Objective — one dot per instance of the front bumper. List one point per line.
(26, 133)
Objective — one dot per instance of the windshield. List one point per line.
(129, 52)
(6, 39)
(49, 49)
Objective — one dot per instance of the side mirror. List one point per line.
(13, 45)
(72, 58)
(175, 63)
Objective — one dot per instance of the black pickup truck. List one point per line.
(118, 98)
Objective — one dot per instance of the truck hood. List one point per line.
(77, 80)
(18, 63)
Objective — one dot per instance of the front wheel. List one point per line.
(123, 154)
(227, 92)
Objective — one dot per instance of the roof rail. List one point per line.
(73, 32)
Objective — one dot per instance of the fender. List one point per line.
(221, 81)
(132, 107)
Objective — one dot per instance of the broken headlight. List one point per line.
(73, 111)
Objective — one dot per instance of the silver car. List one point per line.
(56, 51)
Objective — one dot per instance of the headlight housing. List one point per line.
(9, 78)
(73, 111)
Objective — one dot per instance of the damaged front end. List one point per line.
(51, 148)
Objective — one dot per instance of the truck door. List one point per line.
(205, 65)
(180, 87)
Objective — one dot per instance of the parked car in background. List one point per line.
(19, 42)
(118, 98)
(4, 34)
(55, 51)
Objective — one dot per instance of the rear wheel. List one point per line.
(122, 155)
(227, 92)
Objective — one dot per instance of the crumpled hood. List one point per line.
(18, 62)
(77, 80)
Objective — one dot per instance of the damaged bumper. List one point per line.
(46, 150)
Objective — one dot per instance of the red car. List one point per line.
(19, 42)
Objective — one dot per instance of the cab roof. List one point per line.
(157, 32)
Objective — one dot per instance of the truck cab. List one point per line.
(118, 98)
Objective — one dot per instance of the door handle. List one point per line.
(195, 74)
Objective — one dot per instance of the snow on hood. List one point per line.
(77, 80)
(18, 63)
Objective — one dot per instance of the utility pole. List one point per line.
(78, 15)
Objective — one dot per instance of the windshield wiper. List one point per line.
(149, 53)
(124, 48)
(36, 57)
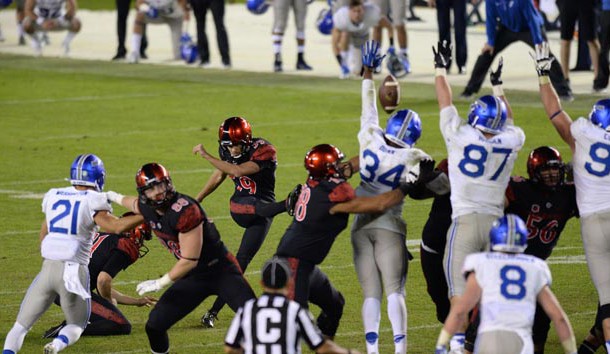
———
Once the pictures are set aside, repeat the data above exactly as written.

Output for this task —
Objective — one dot per instance of the front bumper. List one point per line.
(26, 133)
Objective — one dot per instance of the windshield. List one point per line.
(129, 52)
(6, 39)
(49, 49)
Objective — one dot per instance of the side mirror. List one point per line.
(13, 45)
(72, 58)
(175, 63)
Objective — one dot per instance of the black pickup truck. List one point per line.
(118, 98)
Objective — one dot per instance of the truck hood. List one point per line.
(77, 80)
(18, 63)
Objective — one dot per instance of the front wheel. List one point per line.
(123, 154)
(227, 92)
Objective — one dot per instance of the roof rail. List one point per line.
(73, 32)
Objective — one dot per instance of the fender. List one point per line.
(221, 81)
(132, 107)
Objective — one dot per instance of the broken headlight. List one point per line.
(73, 111)
Objective — one dot per instance of the silver car. List one point per line.
(56, 51)
Objective — one dot per instance of the headlight housing. List one point per line.
(9, 78)
(73, 111)
Objective — one dot per instance of the damaged front end. List one point per line.
(51, 148)
Objective — one dot per instance of the truck door. List one point per line.
(205, 65)
(180, 87)
Objective — one dot per instance of the parked car in background. List one point per line.
(19, 42)
(118, 98)
(4, 34)
(55, 51)
Objective — one dot per instance of the rear wheel. List one point per line.
(122, 155)
(227, 92)
Objective — one dot per instance of the crumpled hood. List one point per line.
(18, 62)
(77, 80)
Objective — one dot per instance of the damaged bumper. List one point per line.
(46, 150)
Objective — one dot per instance of the red car. List one point per line.
(19, 42)
Objective — one dot per instance of the cab roof. List one point per line.
(157, 32)
Objective — one dot per instance of the truck cab. List one point per line.
(118, 98)
Objective — one dot per instance of the door handle. List one point per line.
(195, 74)
Objective — one dot per instance of the snow on hood. List one point per line.
(77, 80)
(18, 63)
Objective — one dot per instance of the utility pole. List one point per line.
(78, 15)
Objective — one dot per instance of the windshield wiper. List one point per line.
(149, 53)
(124, 48)
(36, 57)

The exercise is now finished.